§ Text section
_ _ _

You are in an area where the hawks are in great numbers this time of year, so it could be quite risky to release the bird 30 miles away since he would try to return to your home (and his as he knows it).
I would recommend that you take him 4 or 5 miles east toward the lake and release him there. If he decides to not return to you, he would be close to water and food (possibly other pigeons). If he tries to return home, it should be an easy task. One other thing is that he should have a place outside at your home where he can be secure from the predators upon his return (which I think is a certainty). Good luck.


----------



## Feefo (Feb 8, 2002)

I think that this is as good a site as you will find for advice on keeping a feral pigeon...just ask anything you need to know!

Cynthia


----------



## grazyna (Aug 11, 2002)

I agrre with fred. Additionaly, I would suggest, that when I have released pigeon with ability to fly and eat very well, I had to bring him several times to place(where was released) and let him know the territory. I placed him on the floor with group of pigeons and he made decision to join the group and go. I was watching him one hour. He was confused at the beginning.


----------



## Twiliteyes (Dec 31, 2002)

Thanks to all of you for your replies. Well it looks like we may just have to keep this little guy. He follows me around like a little puppy! Not only that, right now he walked over into the living room where everyone was "hanging out" and sat himself down in front of the couch as if he were people! He is totally relaxed to the point he has let his wings drop to the ground. It is too funny to see this pigeon
just "hanging out" with us. I never knew pigeons had such personality.

Millie


----------



## TAWhatley (Mar 6, 2001)

Hi Millie!

I do hope that you will keep the young pigeon as a pet. As you now know, they do have wonderful personalities, and if s/he is so relaxed around and desirous of hanging out with people, I don't think release is a good idea. Sadly, not everyone likes pigeons and one as friendly as this might have the misfortune to try to approach the wrong kind of person.

Keep us posted! How about some pics of Walter sometime?

Terry Whatley


[This message has been edited by TAWhatley (edited January 10, 2003).]


----------



## Psion (Mar 1, 2002)

Personally, if I was anyone thinking of releasing a pigeon, I wouldn't take hawks into consideration. They are everywhere and taking your pigeon 30 miles away is just going to be putting it in another hawk's territory. People who own pigeons and fly them have to deal with this problem all the time. But if you are using hawks to make your consideration, then you shouldn't. Hawks are everywhere, as are pigeons. After a couple days your bird would revert to its wild ways anyways and would learn to fly with his flock. So, it is just a question of if you want to release him period... now where and when.

Nick


----------



## Twiliteyes (Dec 31, 2002)

Hmmm... your response has given me some food for thought. Yes, hawks are everywhere. I guess my problem with this was when I actually saw one of our resident hawks catch, kill and eat a bird right in the middle of my backyard! I am very much a naturelover and understand that this is just part of the circle of life but this sure wasn't something I wanted to witness. I was putting "Walter" in the place of this poor bird.

_ _ _

§ Data supplied
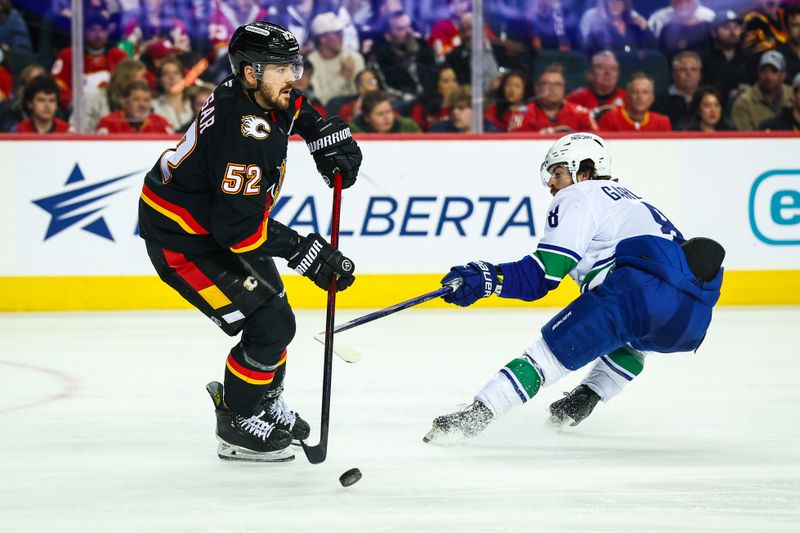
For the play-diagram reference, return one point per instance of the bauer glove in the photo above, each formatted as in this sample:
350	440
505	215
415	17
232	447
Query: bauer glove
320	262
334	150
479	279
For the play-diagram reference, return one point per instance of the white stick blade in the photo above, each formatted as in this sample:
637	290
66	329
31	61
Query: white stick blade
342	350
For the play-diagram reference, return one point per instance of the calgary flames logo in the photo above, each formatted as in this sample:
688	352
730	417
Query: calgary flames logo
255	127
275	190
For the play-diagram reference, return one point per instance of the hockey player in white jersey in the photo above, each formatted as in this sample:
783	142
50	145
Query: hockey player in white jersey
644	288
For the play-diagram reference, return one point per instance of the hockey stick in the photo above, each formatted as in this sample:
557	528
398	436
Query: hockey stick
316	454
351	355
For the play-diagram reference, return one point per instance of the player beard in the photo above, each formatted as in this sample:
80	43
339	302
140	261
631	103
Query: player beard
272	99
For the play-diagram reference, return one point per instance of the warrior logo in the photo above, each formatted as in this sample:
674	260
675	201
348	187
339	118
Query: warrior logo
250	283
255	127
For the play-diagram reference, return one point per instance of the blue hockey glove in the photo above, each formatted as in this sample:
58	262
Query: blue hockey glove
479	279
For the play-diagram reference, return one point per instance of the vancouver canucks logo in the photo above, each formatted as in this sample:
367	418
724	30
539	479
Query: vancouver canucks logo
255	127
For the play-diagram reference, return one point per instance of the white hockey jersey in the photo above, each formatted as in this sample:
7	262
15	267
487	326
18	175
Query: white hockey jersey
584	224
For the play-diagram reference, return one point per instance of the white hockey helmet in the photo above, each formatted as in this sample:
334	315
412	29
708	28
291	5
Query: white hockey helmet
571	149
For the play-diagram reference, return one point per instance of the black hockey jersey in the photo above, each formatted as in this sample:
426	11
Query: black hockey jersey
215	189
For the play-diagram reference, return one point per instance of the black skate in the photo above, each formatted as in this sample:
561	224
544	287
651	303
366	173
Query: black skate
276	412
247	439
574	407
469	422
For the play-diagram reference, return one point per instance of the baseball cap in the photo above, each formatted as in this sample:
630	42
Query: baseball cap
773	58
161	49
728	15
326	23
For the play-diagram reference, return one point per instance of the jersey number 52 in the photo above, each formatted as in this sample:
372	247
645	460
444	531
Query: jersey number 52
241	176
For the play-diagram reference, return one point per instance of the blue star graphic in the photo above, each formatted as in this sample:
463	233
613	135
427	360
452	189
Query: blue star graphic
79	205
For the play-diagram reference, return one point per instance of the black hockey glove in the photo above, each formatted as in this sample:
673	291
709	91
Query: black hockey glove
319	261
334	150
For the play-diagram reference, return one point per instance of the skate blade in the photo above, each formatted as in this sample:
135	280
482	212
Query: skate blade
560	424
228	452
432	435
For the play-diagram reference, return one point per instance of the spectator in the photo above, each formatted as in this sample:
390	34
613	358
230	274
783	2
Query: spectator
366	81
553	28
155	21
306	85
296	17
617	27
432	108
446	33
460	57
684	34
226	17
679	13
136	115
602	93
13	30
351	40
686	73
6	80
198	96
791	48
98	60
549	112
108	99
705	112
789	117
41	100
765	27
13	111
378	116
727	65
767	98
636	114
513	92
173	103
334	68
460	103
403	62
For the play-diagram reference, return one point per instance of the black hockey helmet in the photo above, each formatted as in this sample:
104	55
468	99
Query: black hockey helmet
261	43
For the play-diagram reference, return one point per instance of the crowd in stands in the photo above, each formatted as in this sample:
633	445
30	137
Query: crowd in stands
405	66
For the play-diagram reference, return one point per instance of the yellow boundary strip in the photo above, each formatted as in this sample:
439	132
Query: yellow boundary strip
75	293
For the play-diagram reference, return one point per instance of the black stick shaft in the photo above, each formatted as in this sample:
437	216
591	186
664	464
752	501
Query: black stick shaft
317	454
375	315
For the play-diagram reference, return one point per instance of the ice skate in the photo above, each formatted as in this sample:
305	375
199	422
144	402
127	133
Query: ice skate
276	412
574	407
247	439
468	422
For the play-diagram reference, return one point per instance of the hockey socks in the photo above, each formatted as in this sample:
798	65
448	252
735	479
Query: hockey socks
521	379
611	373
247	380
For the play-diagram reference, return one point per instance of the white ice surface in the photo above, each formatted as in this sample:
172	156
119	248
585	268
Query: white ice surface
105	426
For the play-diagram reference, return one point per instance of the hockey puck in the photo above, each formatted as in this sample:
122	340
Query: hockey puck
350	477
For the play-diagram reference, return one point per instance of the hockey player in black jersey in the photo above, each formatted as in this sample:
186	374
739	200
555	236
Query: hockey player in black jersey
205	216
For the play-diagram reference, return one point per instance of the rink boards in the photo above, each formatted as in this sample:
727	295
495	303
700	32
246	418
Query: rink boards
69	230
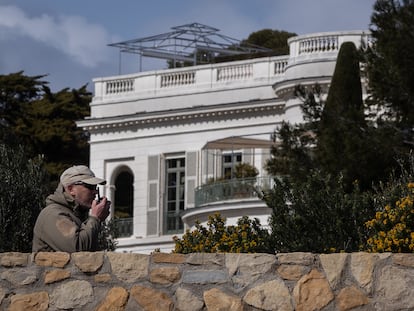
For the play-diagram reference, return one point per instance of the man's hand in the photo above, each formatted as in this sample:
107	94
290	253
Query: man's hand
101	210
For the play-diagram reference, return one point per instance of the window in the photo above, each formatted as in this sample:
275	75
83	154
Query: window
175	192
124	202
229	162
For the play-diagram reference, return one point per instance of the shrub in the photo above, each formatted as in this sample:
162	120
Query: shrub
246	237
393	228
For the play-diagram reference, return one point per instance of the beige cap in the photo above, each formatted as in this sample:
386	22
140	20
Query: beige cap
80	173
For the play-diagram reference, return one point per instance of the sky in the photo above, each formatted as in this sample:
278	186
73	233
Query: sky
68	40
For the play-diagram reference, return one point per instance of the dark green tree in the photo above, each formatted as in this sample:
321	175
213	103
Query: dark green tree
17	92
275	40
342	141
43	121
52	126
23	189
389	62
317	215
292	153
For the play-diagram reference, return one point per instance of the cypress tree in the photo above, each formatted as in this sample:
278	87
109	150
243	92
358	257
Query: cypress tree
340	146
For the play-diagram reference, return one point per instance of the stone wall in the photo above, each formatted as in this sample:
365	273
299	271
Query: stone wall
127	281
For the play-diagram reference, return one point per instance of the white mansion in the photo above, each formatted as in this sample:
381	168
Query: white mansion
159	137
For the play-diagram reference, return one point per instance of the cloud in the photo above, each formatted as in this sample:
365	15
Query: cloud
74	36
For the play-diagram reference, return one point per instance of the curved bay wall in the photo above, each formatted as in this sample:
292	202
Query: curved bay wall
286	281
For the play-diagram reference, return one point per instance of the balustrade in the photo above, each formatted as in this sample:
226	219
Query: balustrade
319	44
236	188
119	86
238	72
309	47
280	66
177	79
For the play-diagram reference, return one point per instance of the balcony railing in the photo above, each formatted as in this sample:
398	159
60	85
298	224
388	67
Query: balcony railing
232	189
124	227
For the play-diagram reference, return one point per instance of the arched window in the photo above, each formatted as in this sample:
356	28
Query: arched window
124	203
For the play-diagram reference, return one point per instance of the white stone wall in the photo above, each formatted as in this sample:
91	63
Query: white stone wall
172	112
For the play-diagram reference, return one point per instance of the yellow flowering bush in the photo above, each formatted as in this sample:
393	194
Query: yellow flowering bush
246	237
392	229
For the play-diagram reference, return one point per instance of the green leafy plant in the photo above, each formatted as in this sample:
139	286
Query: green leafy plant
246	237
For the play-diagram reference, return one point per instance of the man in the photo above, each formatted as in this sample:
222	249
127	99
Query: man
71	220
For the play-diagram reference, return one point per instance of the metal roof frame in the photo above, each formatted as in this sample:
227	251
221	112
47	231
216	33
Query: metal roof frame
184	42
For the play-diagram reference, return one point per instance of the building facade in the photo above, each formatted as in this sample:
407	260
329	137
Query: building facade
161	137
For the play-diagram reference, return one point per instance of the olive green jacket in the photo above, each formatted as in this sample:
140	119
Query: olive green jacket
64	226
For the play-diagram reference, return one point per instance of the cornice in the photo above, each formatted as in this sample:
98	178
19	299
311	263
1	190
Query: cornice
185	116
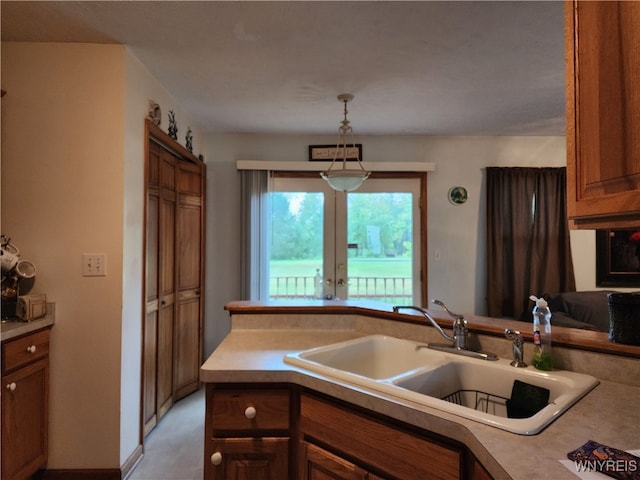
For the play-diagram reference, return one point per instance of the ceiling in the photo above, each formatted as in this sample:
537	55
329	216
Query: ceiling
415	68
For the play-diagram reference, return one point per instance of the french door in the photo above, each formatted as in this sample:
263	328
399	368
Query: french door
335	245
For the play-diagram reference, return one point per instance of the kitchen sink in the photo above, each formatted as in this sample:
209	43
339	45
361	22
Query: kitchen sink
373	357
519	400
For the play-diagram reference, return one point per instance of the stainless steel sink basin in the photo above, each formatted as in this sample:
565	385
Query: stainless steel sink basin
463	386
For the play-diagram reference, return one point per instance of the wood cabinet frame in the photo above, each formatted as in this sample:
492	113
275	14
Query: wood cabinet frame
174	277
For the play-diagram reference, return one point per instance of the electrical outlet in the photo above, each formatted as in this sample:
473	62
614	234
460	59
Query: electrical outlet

_ _ _

§ Written instruction A
For each statement below, state whether the pigeon-release thread agrees with it, answering yes or no and quoting the deciding words.
(i) One reply recommends releasing the bird 4 or 5 miles east toward the lake.
(ii) The reply signed Nick advises taking hawks into account when choosing a release site.
(iii) Twiliteyes reports having seen a hawk kill a bird in the backyard.
§ Written instruction B
Answer these questions from the pigeon-release thread:
(i) For how long did grazyna watch the released pigeon?
(ii) In front of what piece of furniture did the pigeon sit down in the living room?
(iii) By what name does Terry Whatley refer to the pigeon?
§ Written instruction C
Write the next part of the pigeon-release thread, beginning after its final sentence.

§ Answer A
(i) Yes: "I would recommend that you take him 4 or 5 miles east toward the lake and release him there."
(ii) No: "I wouldn't take hawks into consideration."
(iii) Yes: "I actually saw one of our resident hawks catch, kill and eat a bird right in the middle of my backyard!"

§ Answer B
(i) One hour.
(ii) The couch.
(iii) Walter.

§ Answer C
Would Walter be happier in the wild, even with the chance of a short life span? Or would he be happier leading the life of a captive bird? These are tough questions and I guess I may never know which is the right answer. I'd like to hear everyone's opinion on this.

Thanks for your reply Nick, you made me stop and rethink. If I decide to release him it will be when it's a little warmer, so I'll have a few weeks to give this more thought.

Millie


----------



## Psion (Mar 1, 2002)

Either way he would be a happy bird. You said he goes in the backyard with you and all, so if you did keep him you could also allow him freedom outside. Maybe get him some friends to fly with.

Nick


----------



## Eileen (Aug 17, 2002)

I don't do a lot of rehabbing with pigeons (some, but not much) but I do work with a volunteer wildlife center. We don't release birds that are people friendly. If he is hanging out with your family & very comfy, I'd be hesitate to release him, if you can keep him as your own. If he approaches the wrong person, he could be hurt. Shocking, I know, but some people aren't very nice to birds.(and other animals).


----------



## Scott Collins (Jan 16, 2003)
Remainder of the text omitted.